> [Given request] Arrange the items as a two-column CSV with the columns item and answer, one row per item, putting each item's text and its full answer in one quoted field apiece with any line breaks turned into spaces. Begin at the line that has "find the row" and stop after the line that has "1039;273;1200;346".
--------------------------------------------------
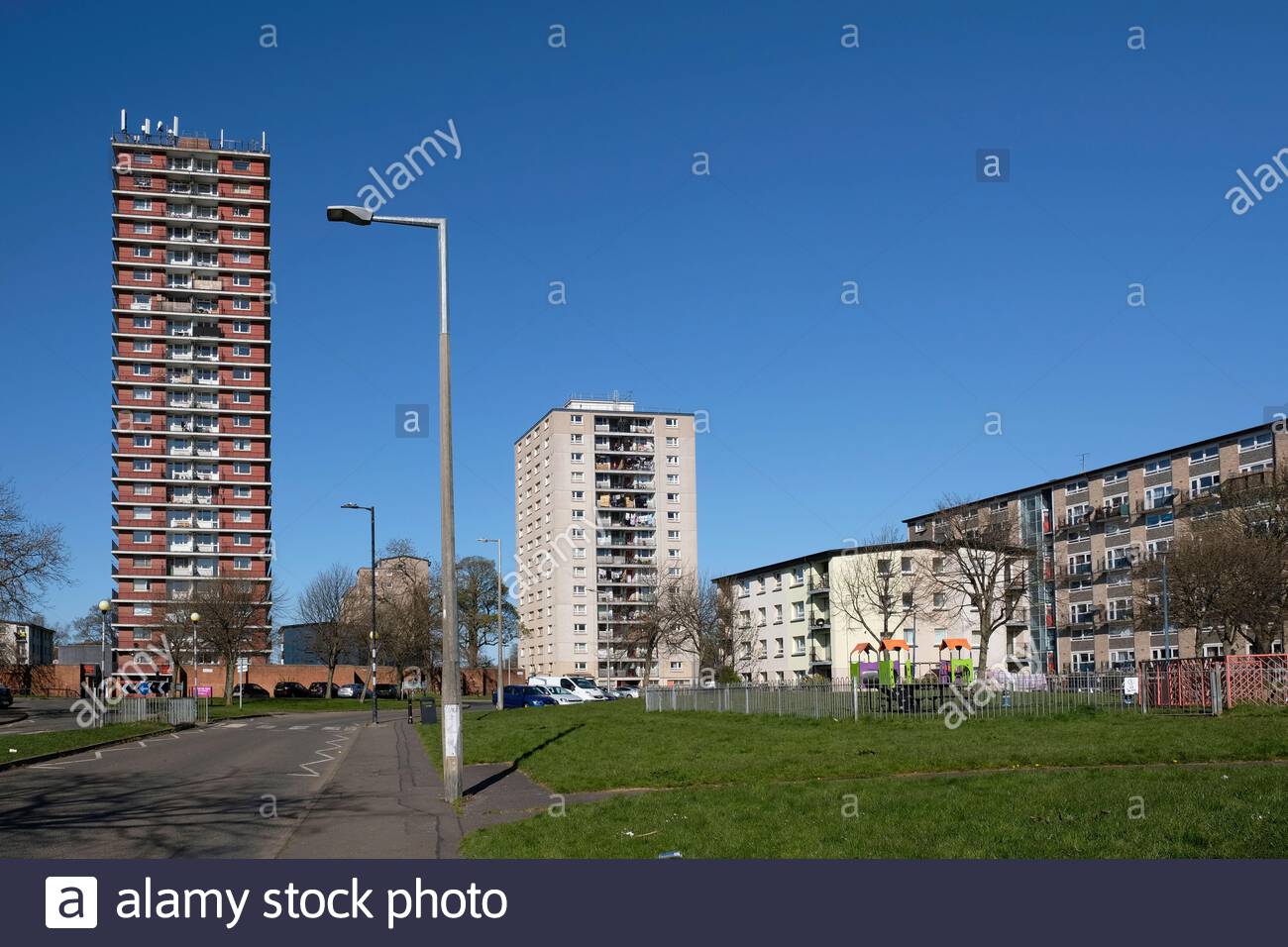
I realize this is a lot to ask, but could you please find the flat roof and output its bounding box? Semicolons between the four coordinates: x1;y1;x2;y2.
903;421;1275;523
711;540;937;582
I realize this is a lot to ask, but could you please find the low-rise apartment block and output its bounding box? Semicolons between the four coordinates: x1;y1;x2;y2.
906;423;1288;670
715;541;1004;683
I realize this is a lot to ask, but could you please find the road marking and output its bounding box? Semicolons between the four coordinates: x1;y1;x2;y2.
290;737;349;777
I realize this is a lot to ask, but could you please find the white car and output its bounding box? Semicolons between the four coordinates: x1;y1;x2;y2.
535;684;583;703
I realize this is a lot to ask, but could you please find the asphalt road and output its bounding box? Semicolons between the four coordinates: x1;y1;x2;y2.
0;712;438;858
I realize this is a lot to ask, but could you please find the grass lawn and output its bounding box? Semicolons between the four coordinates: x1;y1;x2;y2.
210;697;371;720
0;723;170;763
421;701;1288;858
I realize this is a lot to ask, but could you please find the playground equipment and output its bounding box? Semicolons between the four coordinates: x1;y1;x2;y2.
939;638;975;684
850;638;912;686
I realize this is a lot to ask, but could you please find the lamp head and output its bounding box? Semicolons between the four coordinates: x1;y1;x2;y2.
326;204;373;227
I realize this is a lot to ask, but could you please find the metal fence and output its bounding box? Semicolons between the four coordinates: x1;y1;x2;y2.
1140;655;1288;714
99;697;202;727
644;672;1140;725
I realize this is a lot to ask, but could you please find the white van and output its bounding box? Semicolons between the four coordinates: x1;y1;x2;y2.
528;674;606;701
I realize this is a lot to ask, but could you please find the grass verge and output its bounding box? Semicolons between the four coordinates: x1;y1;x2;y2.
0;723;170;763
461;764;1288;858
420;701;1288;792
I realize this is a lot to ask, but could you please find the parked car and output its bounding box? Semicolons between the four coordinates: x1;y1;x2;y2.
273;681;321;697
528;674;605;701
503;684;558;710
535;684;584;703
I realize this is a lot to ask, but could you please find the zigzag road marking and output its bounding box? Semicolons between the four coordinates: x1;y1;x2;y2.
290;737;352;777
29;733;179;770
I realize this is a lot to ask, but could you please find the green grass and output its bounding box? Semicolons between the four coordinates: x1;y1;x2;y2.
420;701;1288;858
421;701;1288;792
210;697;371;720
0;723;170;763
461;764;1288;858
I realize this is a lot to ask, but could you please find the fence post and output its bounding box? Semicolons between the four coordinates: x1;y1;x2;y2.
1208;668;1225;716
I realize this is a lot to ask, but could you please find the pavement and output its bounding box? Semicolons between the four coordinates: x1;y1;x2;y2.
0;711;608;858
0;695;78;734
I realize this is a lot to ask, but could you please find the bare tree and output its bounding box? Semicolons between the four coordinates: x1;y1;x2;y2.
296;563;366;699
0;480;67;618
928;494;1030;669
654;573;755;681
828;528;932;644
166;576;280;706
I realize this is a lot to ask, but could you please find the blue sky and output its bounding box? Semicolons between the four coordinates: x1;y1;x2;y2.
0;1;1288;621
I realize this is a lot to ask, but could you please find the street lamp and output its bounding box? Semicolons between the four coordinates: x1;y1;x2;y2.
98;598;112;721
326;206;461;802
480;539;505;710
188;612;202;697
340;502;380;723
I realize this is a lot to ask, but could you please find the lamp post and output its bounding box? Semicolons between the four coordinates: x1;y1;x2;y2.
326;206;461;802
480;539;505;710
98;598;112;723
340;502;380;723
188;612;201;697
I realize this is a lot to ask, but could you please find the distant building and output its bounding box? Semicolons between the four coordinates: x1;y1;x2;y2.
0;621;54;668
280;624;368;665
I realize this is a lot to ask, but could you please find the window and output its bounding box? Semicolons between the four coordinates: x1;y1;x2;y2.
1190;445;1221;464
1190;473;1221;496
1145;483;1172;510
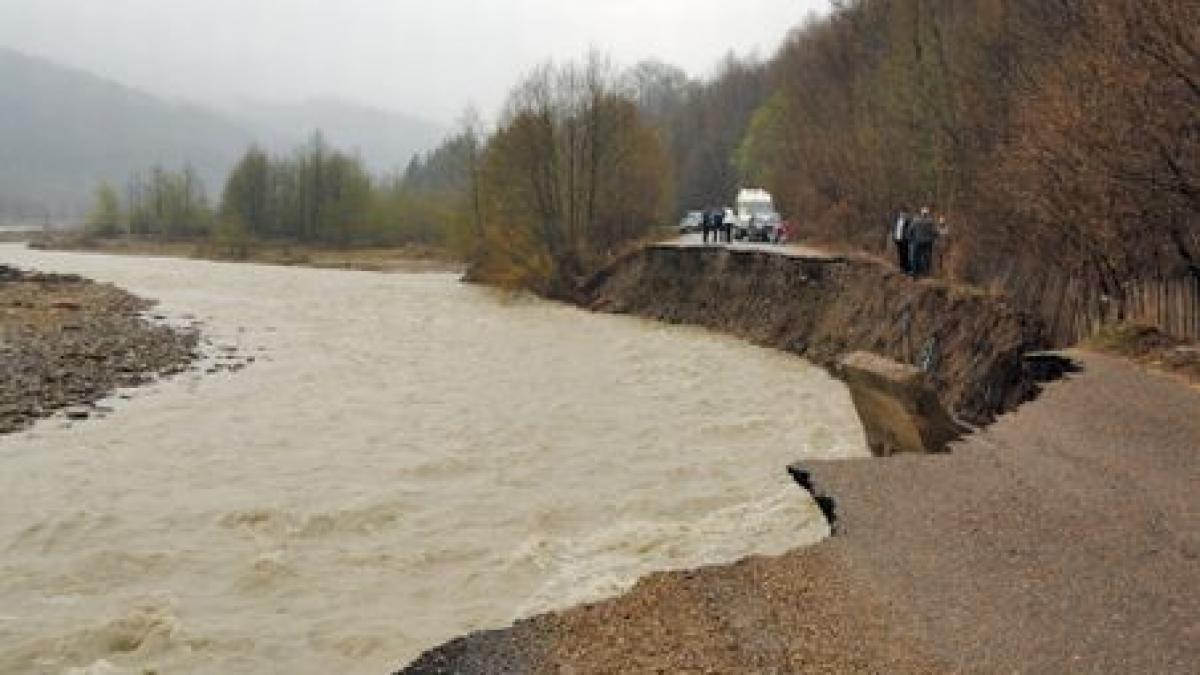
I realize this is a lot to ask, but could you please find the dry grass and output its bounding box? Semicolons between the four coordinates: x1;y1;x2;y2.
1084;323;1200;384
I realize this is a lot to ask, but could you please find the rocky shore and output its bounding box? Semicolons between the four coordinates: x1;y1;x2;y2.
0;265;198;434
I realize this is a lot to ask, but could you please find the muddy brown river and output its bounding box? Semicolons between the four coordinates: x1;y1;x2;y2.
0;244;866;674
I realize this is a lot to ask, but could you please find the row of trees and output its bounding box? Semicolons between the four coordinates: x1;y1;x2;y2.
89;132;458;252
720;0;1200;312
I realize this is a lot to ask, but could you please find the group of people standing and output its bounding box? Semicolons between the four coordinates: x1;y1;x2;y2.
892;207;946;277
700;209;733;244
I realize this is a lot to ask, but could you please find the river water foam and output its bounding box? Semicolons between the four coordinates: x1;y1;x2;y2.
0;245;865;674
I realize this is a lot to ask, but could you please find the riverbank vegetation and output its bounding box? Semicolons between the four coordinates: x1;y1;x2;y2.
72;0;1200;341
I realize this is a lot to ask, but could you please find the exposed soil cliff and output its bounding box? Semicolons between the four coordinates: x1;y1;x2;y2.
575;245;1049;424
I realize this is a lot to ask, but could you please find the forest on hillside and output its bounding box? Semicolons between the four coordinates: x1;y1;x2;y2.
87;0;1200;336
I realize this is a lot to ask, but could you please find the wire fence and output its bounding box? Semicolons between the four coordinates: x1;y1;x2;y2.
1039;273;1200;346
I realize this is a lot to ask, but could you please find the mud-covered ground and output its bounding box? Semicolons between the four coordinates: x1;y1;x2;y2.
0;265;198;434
--------------------------------------------------
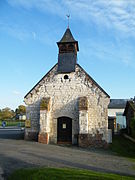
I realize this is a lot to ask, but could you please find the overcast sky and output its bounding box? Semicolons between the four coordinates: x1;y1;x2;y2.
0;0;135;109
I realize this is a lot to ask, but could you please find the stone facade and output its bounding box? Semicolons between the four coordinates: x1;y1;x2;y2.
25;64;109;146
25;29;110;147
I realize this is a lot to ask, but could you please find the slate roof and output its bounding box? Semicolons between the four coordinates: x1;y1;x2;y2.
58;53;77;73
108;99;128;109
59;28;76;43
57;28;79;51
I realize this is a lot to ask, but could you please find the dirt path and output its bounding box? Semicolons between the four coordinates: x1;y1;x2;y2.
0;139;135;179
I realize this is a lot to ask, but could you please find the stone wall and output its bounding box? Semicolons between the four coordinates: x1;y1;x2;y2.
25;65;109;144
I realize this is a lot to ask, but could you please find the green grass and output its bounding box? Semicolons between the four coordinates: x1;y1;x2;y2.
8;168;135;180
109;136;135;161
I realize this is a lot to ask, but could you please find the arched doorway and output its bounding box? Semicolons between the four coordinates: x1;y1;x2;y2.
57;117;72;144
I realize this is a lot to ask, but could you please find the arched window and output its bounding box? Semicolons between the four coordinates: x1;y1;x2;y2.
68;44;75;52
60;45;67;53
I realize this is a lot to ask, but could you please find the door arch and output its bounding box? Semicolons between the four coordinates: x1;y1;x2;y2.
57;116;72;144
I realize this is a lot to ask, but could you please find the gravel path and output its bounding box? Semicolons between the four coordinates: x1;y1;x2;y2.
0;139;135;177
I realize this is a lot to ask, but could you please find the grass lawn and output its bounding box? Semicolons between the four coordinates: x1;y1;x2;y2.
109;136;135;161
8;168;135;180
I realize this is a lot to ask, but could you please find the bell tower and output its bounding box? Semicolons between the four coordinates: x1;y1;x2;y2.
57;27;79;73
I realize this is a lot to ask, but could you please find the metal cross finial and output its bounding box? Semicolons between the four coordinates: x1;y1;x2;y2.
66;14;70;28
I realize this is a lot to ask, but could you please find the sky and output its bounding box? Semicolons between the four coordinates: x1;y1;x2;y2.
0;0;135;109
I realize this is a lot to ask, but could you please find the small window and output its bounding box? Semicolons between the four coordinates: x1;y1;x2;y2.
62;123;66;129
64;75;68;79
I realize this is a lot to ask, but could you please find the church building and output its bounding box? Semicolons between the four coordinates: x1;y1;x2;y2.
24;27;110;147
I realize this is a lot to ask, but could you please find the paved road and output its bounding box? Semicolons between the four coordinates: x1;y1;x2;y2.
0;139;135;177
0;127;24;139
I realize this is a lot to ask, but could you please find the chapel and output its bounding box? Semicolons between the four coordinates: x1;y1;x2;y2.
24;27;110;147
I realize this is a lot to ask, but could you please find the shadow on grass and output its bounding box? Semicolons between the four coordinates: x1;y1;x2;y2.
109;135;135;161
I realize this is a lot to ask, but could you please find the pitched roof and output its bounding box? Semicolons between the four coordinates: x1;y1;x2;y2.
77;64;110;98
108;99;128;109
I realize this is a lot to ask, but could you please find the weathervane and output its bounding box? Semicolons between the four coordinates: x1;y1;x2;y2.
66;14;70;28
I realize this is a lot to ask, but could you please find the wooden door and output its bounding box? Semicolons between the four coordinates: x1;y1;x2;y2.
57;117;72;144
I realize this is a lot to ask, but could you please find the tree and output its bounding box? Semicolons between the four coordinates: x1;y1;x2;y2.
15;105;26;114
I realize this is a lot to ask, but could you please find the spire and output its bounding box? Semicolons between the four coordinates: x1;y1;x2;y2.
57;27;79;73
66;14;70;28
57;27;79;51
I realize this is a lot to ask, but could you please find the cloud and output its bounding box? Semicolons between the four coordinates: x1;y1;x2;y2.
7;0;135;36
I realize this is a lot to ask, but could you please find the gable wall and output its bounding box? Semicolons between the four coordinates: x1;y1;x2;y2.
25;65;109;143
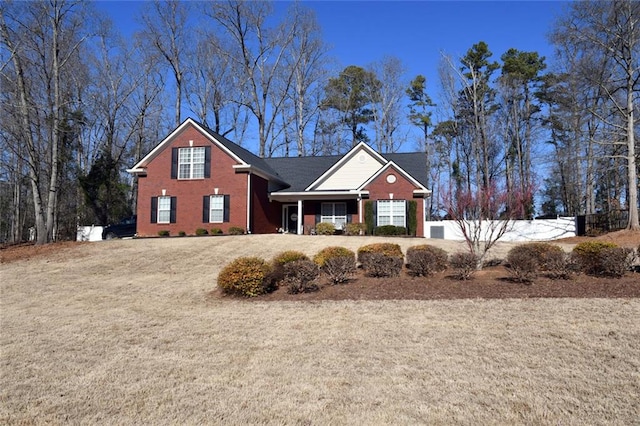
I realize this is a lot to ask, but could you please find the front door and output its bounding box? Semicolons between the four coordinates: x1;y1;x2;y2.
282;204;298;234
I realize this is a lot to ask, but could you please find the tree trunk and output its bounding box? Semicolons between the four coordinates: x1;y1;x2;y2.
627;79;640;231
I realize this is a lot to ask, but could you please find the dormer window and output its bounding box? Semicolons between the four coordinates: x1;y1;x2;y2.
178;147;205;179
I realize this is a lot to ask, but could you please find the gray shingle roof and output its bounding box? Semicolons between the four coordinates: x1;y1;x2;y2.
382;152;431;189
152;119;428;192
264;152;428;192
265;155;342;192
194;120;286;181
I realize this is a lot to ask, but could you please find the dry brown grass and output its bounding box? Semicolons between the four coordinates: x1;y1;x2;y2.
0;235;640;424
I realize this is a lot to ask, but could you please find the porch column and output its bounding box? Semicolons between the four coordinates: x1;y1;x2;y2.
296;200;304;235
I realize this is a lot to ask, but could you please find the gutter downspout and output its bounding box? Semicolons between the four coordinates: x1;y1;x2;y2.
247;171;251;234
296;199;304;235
--------------------------------------------------
> [Answer in full]
item,answer
"I realize this is a lot to ask, but could you please find the row of trees and output its bounding box? Semicolons between the four coordinates: x1;y1;x2;y2.","89;132;458;252 720;0;1200;312"
"I realize this is a lot to ask, but could you please find the group of people standing and output its bounding box? Semicolons between the four coordinates: x1;y1;x2;y2.","892;207;946;277 700;209;733;244"
"I realize this is a lot to ask, but could you please find the river water foam and output its bounding box? Semicolons between the four coordinates: x1;y1;x2;y2.","0;245;865;674"
"I realize this is a lot to ask, but could you please find the riverbank vegetation and output its bounding box? Semicolons between the four coordinates: x1;y1;x2;y2.","72;0;1200;341"
"I realize this is a lot to ask, but could you please find the exposed soil cliff and output its bounding box? Semicolons between the four coordinates: x1;y1;x2;y2.","575;245;1049;424"
"I realize this is a lot to ask, but could you please find the forest on hillside and output its bounding box? Semicolons between the four coordinates: x1;y1;x2;y2.","87;0;1200;336"
"I realize this is a lot to ask, but could you please find the wire fence and output its bounding box? Semicolons between the four coordinates: x1;y1;x2;y2.","1039;273;1200;346"